[BEGIN Extracted data]
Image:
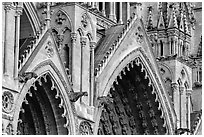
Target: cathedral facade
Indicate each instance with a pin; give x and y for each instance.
(101, 68)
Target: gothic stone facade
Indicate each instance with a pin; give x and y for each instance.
(101, 68)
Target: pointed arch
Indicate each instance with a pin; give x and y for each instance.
(32, 16)
(69, 25)
(153, 82)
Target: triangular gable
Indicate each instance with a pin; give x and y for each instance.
(161, 24)
(45, 50)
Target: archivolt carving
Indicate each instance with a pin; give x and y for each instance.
(85, 128)
(44, 78)
(151, 83)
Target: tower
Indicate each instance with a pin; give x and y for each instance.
(170, 32)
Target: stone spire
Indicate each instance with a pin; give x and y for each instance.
(149, 18)
(173, 20)
(181, 23)
(161, 23)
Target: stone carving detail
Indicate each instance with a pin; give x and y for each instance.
(9, 129)
(139, 35)
(84, 21)
(85, 128)
(49, 49)
(104, 100)
(61, 17)
(7, 101)
(74, 96)
(23, 78)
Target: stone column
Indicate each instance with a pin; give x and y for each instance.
(121, 15)
(19, 9)
(8, 40)
(96, 5)
(182, 107)
(112, 11)
(73, 41)
(48, 14)
(176, 101)
(92, 5)
(128, 10)
(188, 96)
(83, 41)
(92, 46)
(103, 9)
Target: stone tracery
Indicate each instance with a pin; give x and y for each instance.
(141, 120)
(39, 122)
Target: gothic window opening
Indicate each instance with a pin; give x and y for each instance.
(133, 110)
(172, 42)
(183, 50)
(162, 48)
(41, 113)
(117, 11)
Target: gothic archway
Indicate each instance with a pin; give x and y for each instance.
(42, 111)
(135, 108)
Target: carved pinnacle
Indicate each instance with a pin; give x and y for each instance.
(74, 96)
(23, 78)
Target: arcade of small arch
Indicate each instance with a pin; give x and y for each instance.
(135, 108)
(42, 111)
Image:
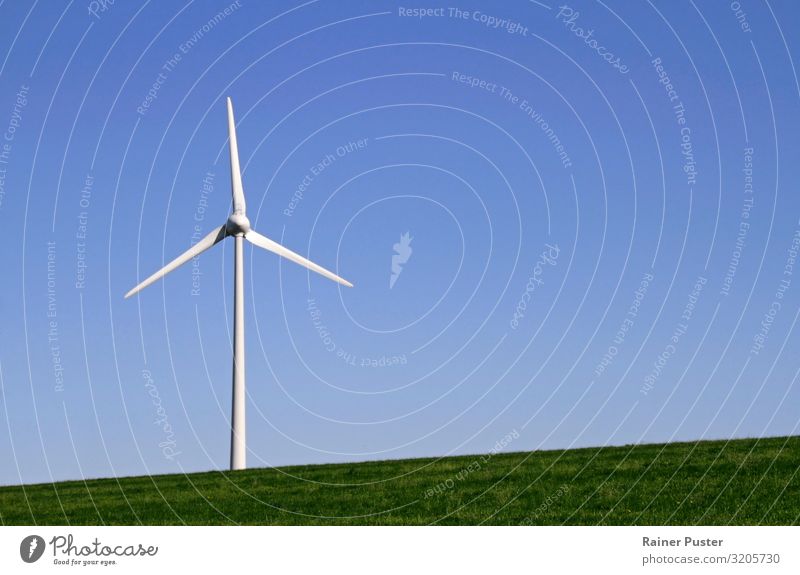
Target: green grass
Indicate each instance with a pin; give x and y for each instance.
(740, 482)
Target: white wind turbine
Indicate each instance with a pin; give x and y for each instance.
(237, 226)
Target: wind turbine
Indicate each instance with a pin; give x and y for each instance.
(238, 227)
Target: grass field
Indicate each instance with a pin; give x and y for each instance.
(740, 482)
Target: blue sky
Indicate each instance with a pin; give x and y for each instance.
(601, 200)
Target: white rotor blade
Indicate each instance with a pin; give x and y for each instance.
(211, 239)
(236, 175)
(264, 242)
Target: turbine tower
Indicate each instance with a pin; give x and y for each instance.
(238, 227)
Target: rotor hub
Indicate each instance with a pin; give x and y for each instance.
(237, 224)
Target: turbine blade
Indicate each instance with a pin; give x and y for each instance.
(264, 242)
(236, 175)
(211, 239)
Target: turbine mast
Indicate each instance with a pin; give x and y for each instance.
(238, 427)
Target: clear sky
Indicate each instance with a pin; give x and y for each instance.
(600, 201)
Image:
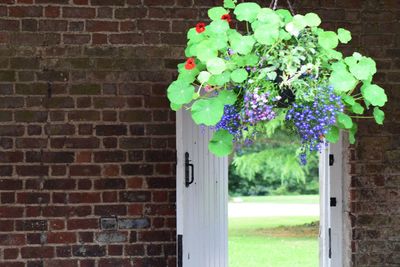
[END Extracted data]
- Set exercise -
Edit the entries by replacing "Target" with "Object" wherever it occurs and keeping every other line unchanged. Leave the pictures out of your output.

- Solution for this exercise -
Image:
Object: cathedral facade
Indicate each instance with a pin; give x and y for each instance.
(101, 68)
Object: gothic stone facade
Indicate each instance with a pin; give x and y for each instance.
(101, 68)
Object: pointed arch
Indicate each instance with a pin; give x and y for each instance.
(32, 16)
(69, 25)
(153, 82)
Object: triangular gable
Indicate each instance with a pin; give x and y for each instance.
(161, 24)
(45, 50)
Object: archivolt carving
Indicate each instance with a pin; give x and y for each instance.
(85, 128)
(44, 78)
(151, 83)
Object: tower
Indicate each instance with a pin; give x and y for each instance.
(170, 32)
Object: stone spire
Indicate each instance with a pin; give x and y for each instance.
(149, 18)
(173, 20)
(181, 23)
(161, 23)
Object: stone carving detail
Indicate each instance with a pin; give x and y for each instance.
(9, 129)
(139, 35)
(84, 21)
(85, 128)
(49, 49)
(104, 100)
(61, 17)
(7, 101)
(74, 96)
(23, 78)
Object: stone column
Indicate each instance with a pin; give x and y for each instance.
(121, 15)
(19, 9)
(8, 40)
(96, 5)
(182, 107)
(112, 11)
(73, 41)
(48, 14)
(176, 101)
(92, 5)
(128, 10)
(188, 96)
(83, 41)
(92, 46)
(103, 9)
Object: stone tracery
Indicate each instance with a pin; give x and y for each instance.
(141, 120)
(39, 122)
Object: gothic window opening
Indicate each instance with a pin; give x and y for each instance.
(133, 110)
(172, 42)
(183, 50)
(162, 48)
(41, 113)
(117, 11)
Object: gothic archway
Indicate each instance with a pin; give x and y for each instance.
(42, 111)
(135, 108)
Object: carved pinnacle
Indicate each instance with a pin; give x and y for each instance.
(74, 96)
(23, 78)
Object: arcade of small arch
Indicate each instance with a pin; give x and y for each instance.
(135, 108)
(42, 111)
Image:
Object: green grass
Indicate each instance with a pin; give x and y for each instance.
(740, 482)
Object: white wind turbine
Indicate each instance with a pin; give x and y for each instance.
(237, 226)
Object: wind turbine
Indicate each instance with a pin; give x and y for each instance.
(238, 227)
Object: grass field
Indicate each instance with a pin; give x and y for each instance.
(740, 482)
Object: blue sky
Indicate each instance with a pin; give x and y for each instance.
(601, 200)
Object: white rotor blade
Indicate each instance with a pin; give x and y for each instance.
(211, 239)
(236, 175)
(264, 242)
Object: turbine tower
Indicate each instance with a pin; give x and y for each instance.
(238, 227)
Object: rotor hub
Indicate each instance with a pin; give x and y for each instance.
(237, 224)
Object: turbine blade
Indicate each instance with a pin; give x and y for each instance.
(264, 242)
(236, 175)
(211, 239)
Object: turbine mast
Indicate each instance with a pin; give x and y for each instance.
(238, 427)
Object: clear sky
Indicate each instance with a pin; give x and y for each instance.
(600, 201)
Image:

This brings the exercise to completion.